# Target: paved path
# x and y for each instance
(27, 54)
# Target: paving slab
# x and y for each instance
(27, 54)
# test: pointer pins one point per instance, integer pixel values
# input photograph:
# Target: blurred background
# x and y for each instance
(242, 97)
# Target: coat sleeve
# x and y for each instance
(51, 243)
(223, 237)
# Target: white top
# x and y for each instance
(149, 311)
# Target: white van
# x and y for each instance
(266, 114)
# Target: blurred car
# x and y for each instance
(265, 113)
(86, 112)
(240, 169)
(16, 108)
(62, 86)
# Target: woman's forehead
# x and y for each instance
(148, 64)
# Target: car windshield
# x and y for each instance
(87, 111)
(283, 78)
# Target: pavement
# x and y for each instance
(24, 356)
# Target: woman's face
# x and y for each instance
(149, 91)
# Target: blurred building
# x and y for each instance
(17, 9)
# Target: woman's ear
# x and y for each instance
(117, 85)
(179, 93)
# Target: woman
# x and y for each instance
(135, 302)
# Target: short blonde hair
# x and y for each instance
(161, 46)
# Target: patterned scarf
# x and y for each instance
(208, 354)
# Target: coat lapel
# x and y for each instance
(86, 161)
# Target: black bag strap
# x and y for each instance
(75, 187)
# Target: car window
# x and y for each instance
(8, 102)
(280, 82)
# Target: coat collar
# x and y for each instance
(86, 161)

= INSTRUCTIONS TO FOLLOW =
Copy out every line of the items above word for word.

= OUTPUT FOR THIS TASK =
# Target: paved path
# x and y for each instance
(27, 54)
# Target: paving slab
# x and y for each instance
(27, 54)
# test: pointer pins one point per instance, integer pixel values
# input photograph:
# Target: blurred background
# x and y for each instance
(242, 97)
# Target: coat sleeve
# x and y for each instance
(51, 243)
(223, 237)
# Target: white top
# x and y for each instance
(149, 311)
# Target: white van
# x and y for each instance
(266, 114)
# Target: blurred car
# x and y for each instance
(265, 113)
(86, 112)
(240, 169)
(16, 108)
(62, 86)
# Target: woman's forehead
# x and y for each instance
(148, 64)
# Target: car windshield
# x and y for each instance
(87, 111)
(283, 78)
# Target: pavement
# x and y for each instance
(24, 356)
# Target: woman's face
# x and y for each instance
(149, 91)
# Target: blurred building
# x and y for each instance
(17, 9)
# Target: woman's ear
# x and y for each instance
(117, 85)
(179, 93)
# Target: woman
# x and y for each instance
(135, 302)
# Target: short blonde hair
# x and y for each instance
(161, 46)
# Target: patterned scarf
# x and y for each instance
(208, 354)
# Target: coat lapel
# x and y for each instance
(86, 161)
# Target: black bag strap
# x and y for each instance
(75, 187)
# Target: car window
# x and y for each instance
(8, 102)
(280, 82)
# Target: coat collar
# x and y for each instance
(86, 161)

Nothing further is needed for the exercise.